--- start of ARTICLE ---

Daily Meditations

The Fifth Monday of Great Lent

Our Mind is like a Flute

The Creator has bestowed divine beauty on us by adding, to his own image in us, the likeness of the qualities he himself possesses. This beauty brings with it other benefits with which God has generously enriched our human nature.

For instance we ought to consider our minds as far more than a gift. They are a way of sharing the mind of God. But the mind by itself, because it is incorporeal, cannot communicate with other beings: it does not have any means of displaying its proper nature.

So God created an instrument, the vocal chords which the mind strike like a plectrum, and so by using different sounds it can share its own internal world.

The mind is like a competent musician who relates with the public on the flute or the lyre. The mind is full of a thousand ideas that otherwise would remain hidden, and it lavishes them upon the minds of others in a way that they can understand by means of sound.

Therefore from the human body flows music as if the flute and the lyre were playing together, creating a unique harmony. The same lips now open, now closed, are like fingers running swiftly over musical instruments.

Gregory of Nyssa, The Creation of Man, 9 (PG44, 149)

--- end of ARTICLE ---

_EXERCISE REQUIREMENTS_
**1)** List every part of the human body named in the meditation.
**2)** Please duplicate everything in the meditation from "For instance we" down to "own internal world.".

--- start of EXTRACTED ENTRIES ---

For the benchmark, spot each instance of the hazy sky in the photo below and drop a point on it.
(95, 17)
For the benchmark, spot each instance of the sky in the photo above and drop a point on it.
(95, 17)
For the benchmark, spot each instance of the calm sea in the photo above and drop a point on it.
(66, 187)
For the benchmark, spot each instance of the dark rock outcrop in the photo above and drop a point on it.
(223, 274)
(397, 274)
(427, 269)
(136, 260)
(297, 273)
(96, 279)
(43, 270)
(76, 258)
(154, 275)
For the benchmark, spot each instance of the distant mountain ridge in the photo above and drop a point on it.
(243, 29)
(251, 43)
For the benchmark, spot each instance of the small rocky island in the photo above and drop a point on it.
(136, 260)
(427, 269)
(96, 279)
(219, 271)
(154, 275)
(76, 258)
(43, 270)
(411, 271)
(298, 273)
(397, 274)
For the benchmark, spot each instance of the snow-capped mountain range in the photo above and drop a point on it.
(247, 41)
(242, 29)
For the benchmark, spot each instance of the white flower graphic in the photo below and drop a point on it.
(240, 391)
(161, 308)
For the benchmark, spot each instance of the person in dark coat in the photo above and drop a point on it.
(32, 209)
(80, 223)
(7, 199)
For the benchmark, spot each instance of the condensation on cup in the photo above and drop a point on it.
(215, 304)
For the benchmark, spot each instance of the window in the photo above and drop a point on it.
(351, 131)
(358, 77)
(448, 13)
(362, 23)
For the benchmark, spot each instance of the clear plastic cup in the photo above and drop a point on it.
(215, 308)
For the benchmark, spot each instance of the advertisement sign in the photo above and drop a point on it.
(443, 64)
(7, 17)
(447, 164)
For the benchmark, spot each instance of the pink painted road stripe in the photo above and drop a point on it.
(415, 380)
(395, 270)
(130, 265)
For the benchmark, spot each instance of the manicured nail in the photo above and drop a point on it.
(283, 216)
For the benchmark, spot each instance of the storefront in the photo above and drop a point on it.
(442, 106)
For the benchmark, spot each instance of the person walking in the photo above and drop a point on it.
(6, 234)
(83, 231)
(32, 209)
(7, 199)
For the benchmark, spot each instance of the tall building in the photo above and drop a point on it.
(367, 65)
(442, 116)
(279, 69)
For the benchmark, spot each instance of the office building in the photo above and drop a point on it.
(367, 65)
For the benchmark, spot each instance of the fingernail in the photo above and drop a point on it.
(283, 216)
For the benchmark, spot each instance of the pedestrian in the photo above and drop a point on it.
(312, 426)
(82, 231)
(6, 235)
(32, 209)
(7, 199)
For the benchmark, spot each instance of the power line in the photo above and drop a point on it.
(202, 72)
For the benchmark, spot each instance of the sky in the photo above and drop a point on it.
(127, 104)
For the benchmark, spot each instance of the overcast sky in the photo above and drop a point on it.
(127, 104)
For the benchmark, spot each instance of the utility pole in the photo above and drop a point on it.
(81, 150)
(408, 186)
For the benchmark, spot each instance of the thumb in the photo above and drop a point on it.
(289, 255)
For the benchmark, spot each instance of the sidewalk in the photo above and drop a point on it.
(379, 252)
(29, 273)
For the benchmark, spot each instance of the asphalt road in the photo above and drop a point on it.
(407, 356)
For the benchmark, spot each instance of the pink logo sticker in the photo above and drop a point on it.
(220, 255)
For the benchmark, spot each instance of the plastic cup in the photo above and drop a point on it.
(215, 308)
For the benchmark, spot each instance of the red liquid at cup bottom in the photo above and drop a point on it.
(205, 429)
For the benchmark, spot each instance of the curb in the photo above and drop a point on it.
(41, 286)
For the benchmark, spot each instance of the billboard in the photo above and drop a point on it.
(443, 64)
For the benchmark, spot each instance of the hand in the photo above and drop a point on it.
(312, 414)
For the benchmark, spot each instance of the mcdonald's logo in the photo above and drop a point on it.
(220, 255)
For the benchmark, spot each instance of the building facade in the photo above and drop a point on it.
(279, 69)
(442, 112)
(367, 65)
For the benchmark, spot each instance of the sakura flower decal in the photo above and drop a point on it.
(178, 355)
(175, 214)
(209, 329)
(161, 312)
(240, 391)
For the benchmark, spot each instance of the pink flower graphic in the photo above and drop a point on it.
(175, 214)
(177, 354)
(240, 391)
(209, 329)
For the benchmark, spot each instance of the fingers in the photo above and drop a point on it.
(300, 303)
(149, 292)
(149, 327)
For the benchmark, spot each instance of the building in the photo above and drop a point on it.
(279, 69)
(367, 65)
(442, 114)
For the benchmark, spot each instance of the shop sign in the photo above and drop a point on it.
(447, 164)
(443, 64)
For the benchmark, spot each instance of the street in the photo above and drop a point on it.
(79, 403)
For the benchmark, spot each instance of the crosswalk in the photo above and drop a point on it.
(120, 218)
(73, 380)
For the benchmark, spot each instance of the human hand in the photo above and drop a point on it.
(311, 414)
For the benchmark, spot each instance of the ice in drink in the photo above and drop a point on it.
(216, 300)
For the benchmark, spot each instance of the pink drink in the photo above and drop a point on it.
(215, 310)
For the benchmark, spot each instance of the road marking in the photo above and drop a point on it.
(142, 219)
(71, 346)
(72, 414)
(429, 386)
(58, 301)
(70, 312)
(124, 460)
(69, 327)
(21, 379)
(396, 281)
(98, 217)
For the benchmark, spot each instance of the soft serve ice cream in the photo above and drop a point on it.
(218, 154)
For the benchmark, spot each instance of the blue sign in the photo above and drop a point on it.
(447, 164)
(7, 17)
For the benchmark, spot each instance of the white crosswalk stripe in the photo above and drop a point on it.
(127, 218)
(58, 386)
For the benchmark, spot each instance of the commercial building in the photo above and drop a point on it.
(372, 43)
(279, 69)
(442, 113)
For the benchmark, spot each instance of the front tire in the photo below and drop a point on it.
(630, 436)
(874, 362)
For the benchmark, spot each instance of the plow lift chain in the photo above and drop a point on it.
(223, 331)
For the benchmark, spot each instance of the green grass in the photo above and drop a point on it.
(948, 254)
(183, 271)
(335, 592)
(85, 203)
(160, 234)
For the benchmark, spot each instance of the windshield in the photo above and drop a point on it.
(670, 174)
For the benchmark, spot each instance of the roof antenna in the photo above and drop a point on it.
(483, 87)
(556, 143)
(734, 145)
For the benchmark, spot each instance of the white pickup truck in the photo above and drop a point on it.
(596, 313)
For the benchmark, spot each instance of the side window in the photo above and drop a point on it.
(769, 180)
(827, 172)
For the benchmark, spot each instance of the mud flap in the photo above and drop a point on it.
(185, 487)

--- end of EXTRACTED ENTRIES ---

_EXPECTED RESPONSES_
**1)** vocal chords, lips, fingers

**2)**
For instance we ought to consider our minds as far more than a gift. They are a way of sharing the mind of God. But the mind by itself, because it is incorporeal, cannot communicate with other beings: it does not have any means of displaying its proper nature.

So God created an instrument, the vocal chords which the mind strike like a plectrum, and so by using different sounds it can share its own internal world.